--- Begin Document segment ---

Tag Archives: rape

Our daily truth

“We are meant to put an end to sexual assault.” Sterling Reithman from her statement to the court at Dr. Larry Nassar’s sentencing hearing in front of Judge Rosemarie Aquilina.

 

Each day seems to bring more and more to the fore of the truths women and girls live with day after day.

And yet to read it in print, on social media, or watch it all unfold in a myriad of visual images whether in news accounts, the meaning of the colors women wear to events, in video clips from the courtroom—it would seem as if this is the first time we ever knew about it. I liken it to Captain Renault’s line in Casablanca when ordering the closure of Rick’s Place: “I’m shocked, shocked to find that gambling’s going on in here.”

 

 

My first encounter with the fact of life all women live with was when I was seven. There was hole in wall in the bedroom my brother and I shared. A plasterer came to our house to fix it early one morning. My mother went back to bed. My brother and I played in the living room, but after a while, I went into the bedroom to watch the plasterer work. The man was fairly short and stockily built with dark, slicked back hair that fell into his eyes and a swarthy complexion. I was standing there for some time when he turned around quite suddenly. In doing so, he whipped out his penis and started to jerk off. I stood stunned for some time before I could even consider reacting—when I did it was to run out of the room. I stood at the threshold of my mother’s tiny bedroom, but saw she was sleeping. I was loathe to wake her up and frankly frightened because she had admonished me to “let the man work in peace.” I was also not certain what I would even tell her, and so I remained frozen in inaction. Shortly thereafter the plasterer left.

Law and Order: Special Victims Unit, Season 15, Detective Benson and a serial rapist

In the scheme of things, I guess I was lucky. He didn’t sexually assault me or physically molest me—so what was a mere “jerk off” complete with grunts and licking lips. Besides, assault and molestation are usually the provenance of trusted figures in young girls (and frankly young boys) lives: parents, step parents, family members, trusted friends, teachers, coaches, Boy Scout troop leaders, babysitters, priests, pastors and rabbis, doctors, and on and on. It’s usually only later that we become fair game to the sexual predators in the outside world who manipulate, cajole, blackmail and betray their positions of trust to get in our pants one way or another—and that’s only the people we know. Then there are the rapists who grab, molest, rape, abduct, torture, murder and everything in between.  It is so much a fact of our daily lives it is the fodder of our nightly doses of police procedurals on television–and yet we remain shocked and surprised.

--- End Document segment ---

**Problems and tasks:**
1. Answer these questions about the essay on sexual assault:
(a) Whose statement to the court is quoted at the top?
(b) How old was the writer during the incident with the plasterer?
(c) Which film's character does the writer quote to describe the public's surprise?
2. Extend the essay on sexual assault, starting right after its last sentence.

--- Begin Rows ---

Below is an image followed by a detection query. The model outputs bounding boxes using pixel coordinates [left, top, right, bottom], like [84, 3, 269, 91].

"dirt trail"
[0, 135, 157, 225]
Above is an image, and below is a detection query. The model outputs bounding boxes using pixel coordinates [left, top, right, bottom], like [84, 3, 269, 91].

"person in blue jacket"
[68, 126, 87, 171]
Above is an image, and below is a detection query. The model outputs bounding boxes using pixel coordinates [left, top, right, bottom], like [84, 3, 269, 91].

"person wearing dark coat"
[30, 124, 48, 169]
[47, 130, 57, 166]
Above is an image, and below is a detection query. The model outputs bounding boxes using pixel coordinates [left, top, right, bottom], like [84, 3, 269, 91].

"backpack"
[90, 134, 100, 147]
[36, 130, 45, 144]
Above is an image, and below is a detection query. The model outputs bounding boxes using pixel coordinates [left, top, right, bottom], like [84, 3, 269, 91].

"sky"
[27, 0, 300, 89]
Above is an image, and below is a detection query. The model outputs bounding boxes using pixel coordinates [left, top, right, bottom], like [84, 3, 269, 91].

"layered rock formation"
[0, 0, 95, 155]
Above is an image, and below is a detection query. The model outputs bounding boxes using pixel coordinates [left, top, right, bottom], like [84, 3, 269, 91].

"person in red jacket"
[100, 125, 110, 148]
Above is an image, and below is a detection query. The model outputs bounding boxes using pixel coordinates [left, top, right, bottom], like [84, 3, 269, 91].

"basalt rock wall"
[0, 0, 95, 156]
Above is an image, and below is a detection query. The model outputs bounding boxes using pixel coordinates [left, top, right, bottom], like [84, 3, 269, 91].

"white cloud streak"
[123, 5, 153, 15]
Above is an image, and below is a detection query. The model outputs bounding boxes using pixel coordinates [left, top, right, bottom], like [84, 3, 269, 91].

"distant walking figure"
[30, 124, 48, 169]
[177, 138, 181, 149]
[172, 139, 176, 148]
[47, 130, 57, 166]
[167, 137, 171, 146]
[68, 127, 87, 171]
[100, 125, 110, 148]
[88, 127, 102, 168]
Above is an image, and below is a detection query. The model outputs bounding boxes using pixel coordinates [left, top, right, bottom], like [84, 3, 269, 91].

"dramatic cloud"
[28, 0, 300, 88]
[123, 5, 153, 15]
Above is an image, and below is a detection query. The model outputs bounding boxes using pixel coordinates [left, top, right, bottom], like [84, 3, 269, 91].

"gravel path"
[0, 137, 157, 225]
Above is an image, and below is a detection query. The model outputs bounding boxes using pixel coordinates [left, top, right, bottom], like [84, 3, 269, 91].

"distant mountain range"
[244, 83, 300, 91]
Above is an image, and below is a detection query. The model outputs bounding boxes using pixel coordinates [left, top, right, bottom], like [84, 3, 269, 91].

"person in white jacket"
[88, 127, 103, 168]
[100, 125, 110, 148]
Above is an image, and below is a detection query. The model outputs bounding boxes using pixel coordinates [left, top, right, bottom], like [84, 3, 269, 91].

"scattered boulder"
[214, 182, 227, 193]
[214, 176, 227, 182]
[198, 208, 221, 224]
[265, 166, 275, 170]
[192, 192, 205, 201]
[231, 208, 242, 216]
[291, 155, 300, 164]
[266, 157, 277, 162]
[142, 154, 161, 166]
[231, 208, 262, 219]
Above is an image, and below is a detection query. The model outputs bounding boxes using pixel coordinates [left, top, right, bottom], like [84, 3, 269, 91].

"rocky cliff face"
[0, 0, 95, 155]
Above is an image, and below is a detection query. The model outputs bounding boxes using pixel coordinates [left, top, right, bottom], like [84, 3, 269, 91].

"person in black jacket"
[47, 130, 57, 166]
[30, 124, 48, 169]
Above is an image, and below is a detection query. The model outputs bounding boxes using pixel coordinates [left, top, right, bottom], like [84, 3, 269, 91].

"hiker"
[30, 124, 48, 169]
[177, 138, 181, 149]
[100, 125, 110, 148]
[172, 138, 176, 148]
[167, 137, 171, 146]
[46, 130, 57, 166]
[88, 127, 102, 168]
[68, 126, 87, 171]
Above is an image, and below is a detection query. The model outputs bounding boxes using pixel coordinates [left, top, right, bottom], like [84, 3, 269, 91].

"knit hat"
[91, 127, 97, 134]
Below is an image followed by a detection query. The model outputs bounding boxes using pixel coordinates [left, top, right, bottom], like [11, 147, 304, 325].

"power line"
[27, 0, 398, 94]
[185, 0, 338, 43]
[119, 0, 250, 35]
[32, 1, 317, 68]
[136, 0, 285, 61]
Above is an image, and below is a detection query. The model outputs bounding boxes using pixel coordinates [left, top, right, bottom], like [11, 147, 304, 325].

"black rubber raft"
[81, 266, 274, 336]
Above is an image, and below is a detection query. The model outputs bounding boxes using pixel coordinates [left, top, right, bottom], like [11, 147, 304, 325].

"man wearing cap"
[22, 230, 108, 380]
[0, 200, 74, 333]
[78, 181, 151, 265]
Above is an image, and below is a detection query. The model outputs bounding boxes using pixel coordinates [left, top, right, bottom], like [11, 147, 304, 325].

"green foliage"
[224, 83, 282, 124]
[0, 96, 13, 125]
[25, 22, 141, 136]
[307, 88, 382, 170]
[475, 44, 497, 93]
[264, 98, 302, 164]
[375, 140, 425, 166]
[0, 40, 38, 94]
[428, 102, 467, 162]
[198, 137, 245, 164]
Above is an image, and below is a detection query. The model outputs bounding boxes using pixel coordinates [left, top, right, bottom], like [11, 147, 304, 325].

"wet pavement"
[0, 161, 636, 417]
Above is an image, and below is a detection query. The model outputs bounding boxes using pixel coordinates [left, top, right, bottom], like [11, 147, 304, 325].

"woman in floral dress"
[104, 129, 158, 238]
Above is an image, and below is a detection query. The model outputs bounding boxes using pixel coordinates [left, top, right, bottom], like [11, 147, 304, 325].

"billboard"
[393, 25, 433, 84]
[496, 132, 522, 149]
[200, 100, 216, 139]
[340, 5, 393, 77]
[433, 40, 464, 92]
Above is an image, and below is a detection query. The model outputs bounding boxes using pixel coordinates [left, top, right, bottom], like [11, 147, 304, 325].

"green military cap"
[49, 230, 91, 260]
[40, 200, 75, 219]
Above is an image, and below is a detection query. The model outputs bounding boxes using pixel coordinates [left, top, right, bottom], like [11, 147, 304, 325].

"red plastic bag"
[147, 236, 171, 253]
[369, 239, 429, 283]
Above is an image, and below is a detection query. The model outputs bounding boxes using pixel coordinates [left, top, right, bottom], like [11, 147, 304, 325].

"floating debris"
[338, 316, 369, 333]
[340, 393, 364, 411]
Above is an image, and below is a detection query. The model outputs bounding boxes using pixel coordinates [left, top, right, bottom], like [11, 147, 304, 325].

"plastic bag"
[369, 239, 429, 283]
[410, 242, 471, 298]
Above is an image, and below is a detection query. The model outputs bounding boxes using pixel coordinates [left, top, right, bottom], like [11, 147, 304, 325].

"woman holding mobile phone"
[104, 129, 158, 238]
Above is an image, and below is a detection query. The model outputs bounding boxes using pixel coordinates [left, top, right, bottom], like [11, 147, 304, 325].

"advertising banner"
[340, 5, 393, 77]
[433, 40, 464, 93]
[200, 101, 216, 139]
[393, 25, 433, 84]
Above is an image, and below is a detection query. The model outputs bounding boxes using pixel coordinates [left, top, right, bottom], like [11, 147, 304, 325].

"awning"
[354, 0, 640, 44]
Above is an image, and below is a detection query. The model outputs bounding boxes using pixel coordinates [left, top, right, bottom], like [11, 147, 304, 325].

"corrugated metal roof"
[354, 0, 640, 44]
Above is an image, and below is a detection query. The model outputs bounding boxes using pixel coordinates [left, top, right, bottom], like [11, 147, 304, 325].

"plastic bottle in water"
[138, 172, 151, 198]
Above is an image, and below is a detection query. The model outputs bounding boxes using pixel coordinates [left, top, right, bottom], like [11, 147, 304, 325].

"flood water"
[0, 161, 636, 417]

--- End Rows ---

**Answers to the exercise:**
1.
(a) Sterling Reithman
(b) Seven
(c) Casablanca (Captain Renault)

2.
My particular litany of woe that includes a myriad of events from childhood well into adulthood is inordinately important to me. Those experiences perpetrated on me by people close to me as well as strangers shaped my life and my choices, my sense of self and my being, and has informed my sense of safety across a lifetime. This latter is of particular import because it defines my womanness as much as anything else. Just as the choices I’ve made to overcome those experiences informs who I have become today.

The point is, yes, absolutely #MeToo, but this is also so much bigger—and we stand at a pivotal point in the conversation where victimization by male sexual aggression and the pass they seem to get from the dominate culture is perhaps, finally being called out for what it truly is: a crime. However, while there are and have been many laws on the books, if women are not believed, their victimizers will not be prosecuted. Nor will these experiences suddenly stop–because they will not. They are perpetrated daily in large ways and small ways and until the culture changes to understand the concept of “no,” this will continue unabated.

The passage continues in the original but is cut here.